Requirement:
Please restate, exactly as written, the lines running from the beginning of the material through the line that has "Sample: <point>561,324</point>" in it.

Information supplied:
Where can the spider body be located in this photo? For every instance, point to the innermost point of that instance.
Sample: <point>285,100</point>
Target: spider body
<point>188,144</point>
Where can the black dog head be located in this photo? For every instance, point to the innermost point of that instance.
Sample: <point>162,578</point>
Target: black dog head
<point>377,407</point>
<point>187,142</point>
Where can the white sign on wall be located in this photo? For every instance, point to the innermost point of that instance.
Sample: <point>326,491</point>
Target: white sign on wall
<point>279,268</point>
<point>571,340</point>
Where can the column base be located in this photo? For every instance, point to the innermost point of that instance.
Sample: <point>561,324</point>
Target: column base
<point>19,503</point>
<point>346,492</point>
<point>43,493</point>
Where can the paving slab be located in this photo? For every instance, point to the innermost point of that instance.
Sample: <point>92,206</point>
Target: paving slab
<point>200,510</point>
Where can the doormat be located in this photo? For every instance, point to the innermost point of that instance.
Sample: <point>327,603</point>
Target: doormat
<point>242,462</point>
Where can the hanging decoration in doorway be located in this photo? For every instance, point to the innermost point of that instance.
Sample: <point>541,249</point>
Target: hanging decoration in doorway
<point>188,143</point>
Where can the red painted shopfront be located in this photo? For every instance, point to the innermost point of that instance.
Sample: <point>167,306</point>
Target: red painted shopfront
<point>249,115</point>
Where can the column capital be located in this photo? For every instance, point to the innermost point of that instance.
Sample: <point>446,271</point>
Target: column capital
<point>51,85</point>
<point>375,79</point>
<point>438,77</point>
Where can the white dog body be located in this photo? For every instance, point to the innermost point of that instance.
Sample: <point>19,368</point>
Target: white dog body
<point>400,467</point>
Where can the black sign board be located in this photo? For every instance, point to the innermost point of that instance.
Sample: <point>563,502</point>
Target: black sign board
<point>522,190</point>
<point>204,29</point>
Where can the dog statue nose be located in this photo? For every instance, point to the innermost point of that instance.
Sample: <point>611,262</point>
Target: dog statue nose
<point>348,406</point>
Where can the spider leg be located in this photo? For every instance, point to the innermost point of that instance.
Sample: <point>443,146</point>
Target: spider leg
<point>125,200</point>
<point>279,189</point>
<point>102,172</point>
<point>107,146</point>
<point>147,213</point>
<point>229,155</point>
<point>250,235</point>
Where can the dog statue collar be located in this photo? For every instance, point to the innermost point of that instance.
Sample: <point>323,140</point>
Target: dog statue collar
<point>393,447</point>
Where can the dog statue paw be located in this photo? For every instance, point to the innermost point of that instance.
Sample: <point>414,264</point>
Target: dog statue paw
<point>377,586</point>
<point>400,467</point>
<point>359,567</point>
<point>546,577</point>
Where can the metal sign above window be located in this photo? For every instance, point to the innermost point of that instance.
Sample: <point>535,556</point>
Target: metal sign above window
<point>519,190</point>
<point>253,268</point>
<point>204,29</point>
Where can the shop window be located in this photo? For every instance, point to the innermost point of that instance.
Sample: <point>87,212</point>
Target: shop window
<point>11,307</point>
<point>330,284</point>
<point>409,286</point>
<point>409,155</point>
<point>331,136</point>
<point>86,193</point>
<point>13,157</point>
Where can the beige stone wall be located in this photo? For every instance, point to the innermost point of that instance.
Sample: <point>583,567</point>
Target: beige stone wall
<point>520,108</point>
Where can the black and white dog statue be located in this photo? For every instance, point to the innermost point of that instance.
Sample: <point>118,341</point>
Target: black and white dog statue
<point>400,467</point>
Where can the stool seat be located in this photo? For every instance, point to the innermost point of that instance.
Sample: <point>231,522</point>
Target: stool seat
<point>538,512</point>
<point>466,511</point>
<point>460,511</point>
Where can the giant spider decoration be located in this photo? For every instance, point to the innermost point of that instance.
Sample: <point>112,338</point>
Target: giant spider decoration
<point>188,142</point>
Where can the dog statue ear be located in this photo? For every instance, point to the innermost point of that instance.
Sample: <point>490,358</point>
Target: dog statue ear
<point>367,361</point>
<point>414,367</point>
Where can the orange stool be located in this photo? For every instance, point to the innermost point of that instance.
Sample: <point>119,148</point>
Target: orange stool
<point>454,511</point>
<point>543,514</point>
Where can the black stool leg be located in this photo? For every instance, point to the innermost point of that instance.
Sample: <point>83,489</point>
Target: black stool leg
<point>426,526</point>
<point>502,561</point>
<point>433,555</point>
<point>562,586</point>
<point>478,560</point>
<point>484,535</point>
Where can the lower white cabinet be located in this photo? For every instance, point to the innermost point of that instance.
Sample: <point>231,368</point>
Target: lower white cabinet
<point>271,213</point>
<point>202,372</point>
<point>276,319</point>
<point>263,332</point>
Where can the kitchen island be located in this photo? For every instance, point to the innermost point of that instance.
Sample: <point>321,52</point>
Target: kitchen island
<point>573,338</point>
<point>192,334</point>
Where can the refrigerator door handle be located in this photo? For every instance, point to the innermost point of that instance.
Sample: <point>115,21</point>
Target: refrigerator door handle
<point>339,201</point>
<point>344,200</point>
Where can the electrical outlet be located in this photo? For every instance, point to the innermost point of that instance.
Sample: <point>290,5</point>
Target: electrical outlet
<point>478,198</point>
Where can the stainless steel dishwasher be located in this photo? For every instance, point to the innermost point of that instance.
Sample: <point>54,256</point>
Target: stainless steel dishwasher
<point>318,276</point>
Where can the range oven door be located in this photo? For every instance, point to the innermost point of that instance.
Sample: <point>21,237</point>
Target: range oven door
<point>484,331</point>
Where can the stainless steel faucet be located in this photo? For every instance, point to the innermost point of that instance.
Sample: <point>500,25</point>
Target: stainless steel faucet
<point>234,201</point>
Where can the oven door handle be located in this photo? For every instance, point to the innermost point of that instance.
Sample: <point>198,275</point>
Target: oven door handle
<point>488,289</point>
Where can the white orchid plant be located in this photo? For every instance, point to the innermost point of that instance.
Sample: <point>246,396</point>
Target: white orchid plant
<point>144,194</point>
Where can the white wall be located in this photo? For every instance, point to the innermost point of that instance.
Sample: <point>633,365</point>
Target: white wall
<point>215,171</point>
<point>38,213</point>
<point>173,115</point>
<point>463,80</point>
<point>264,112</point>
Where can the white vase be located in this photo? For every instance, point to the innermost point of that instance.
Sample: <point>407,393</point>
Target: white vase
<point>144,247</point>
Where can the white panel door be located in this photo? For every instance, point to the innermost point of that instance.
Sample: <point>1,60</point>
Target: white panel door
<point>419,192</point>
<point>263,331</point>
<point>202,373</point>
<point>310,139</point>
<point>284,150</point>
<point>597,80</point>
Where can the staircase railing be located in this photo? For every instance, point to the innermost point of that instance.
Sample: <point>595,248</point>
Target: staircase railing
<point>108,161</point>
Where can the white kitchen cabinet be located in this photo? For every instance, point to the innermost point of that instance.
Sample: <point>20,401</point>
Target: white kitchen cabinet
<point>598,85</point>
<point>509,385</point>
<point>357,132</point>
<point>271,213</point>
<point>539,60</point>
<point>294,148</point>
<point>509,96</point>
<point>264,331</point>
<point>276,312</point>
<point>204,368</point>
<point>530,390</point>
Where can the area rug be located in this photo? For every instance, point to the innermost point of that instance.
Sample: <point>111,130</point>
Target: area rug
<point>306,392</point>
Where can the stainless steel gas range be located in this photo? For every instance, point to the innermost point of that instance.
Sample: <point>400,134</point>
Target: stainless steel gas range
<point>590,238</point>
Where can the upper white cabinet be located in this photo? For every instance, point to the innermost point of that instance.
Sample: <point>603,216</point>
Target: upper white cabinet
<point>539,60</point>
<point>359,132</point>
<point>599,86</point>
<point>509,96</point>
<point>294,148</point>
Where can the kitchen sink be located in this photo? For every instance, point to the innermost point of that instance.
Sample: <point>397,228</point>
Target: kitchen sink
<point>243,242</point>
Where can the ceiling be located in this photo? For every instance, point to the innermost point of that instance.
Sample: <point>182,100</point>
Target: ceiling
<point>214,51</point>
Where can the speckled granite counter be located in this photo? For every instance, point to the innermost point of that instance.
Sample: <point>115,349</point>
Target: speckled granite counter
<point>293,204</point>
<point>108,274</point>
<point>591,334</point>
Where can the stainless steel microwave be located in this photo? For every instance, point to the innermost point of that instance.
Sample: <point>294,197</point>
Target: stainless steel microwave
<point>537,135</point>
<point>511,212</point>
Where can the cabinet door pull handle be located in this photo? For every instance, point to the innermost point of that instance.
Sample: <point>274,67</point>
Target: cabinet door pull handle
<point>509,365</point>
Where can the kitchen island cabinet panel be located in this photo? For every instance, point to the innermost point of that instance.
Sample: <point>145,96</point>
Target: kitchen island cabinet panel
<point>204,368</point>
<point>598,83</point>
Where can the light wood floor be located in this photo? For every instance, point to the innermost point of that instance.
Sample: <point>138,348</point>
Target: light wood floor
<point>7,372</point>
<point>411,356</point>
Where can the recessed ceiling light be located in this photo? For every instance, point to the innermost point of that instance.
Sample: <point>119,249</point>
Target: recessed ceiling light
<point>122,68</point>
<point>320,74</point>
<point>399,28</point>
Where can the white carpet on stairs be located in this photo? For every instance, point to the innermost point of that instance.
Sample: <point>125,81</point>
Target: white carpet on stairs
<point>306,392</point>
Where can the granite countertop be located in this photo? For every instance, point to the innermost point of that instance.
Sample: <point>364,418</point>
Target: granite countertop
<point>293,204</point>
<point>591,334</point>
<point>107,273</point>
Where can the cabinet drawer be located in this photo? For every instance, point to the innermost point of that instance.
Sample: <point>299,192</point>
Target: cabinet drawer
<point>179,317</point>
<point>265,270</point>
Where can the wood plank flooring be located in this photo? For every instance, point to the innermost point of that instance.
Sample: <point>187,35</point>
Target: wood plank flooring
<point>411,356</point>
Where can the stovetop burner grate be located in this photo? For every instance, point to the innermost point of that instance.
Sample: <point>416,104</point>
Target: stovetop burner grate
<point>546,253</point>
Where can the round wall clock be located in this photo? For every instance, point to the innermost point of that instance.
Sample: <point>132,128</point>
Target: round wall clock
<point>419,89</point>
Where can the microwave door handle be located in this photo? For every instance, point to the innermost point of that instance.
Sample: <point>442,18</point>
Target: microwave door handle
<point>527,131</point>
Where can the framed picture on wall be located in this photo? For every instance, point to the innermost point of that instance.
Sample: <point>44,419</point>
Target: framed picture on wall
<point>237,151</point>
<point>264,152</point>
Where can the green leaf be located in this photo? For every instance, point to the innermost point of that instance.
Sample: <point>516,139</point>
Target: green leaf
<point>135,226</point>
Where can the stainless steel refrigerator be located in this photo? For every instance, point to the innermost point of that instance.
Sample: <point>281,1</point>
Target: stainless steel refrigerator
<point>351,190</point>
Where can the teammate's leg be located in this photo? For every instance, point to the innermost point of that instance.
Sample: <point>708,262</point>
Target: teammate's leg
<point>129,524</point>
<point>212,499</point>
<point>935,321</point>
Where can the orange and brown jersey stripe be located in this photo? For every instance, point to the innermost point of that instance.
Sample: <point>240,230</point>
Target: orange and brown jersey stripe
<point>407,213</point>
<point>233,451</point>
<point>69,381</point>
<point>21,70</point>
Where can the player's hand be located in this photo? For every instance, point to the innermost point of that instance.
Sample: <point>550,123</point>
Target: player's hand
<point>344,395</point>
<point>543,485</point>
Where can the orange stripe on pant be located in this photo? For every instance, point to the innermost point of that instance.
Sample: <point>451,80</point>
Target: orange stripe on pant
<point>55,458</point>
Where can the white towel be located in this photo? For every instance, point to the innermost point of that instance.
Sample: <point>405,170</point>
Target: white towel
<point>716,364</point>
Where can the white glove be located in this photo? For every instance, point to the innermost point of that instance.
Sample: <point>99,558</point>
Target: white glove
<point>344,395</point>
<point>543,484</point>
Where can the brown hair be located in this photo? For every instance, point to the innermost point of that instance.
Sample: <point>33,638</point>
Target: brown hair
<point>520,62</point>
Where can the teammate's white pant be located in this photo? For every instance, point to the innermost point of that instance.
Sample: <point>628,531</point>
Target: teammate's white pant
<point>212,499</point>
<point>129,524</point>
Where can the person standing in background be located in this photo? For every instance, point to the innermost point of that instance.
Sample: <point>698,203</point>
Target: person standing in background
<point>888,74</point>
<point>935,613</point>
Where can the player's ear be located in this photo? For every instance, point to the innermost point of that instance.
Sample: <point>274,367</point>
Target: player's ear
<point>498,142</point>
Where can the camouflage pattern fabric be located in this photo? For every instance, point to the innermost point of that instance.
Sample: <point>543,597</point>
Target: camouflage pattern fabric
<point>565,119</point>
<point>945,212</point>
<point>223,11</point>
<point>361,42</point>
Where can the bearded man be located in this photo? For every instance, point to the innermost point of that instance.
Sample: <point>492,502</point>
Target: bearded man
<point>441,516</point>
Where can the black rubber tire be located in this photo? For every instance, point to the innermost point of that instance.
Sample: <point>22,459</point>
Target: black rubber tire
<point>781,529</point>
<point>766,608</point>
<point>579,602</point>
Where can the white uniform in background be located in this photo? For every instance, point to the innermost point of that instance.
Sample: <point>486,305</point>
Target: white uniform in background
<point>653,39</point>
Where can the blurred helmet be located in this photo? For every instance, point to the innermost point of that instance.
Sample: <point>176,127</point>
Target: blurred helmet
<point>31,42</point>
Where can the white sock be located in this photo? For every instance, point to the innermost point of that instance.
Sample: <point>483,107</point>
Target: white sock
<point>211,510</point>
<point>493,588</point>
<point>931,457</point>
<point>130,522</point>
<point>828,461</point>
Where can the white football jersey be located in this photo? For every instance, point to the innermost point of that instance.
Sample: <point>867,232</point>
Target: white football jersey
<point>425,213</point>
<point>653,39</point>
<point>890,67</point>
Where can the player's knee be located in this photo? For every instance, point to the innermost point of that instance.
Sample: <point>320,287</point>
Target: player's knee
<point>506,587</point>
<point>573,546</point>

Task answer:
Where can the spider body be located in this photo? For every instance, point to the innermost point of that instance.
Sample: <point>285,100</point>
Target: spider body
<point>188,144</point>
Where can the black dog head be located in this photo? For every instance, point to the innermost point of that instance.
Sample: <point>162,578</point>
Target: black dog head
<point>377,407</point>
<point>187,142</point>
Where can the white sign on wall be located in this photo? For every instance, point to the innermost point of that instance.
Sample: <point>326,491</point>
Target: white sign on wall
<point>279,268</point>
<point>571,340</point>
Where can the column base be located in this photo? For every instance, point to the innermost point of that instance.
Sample: <point>561,324</point>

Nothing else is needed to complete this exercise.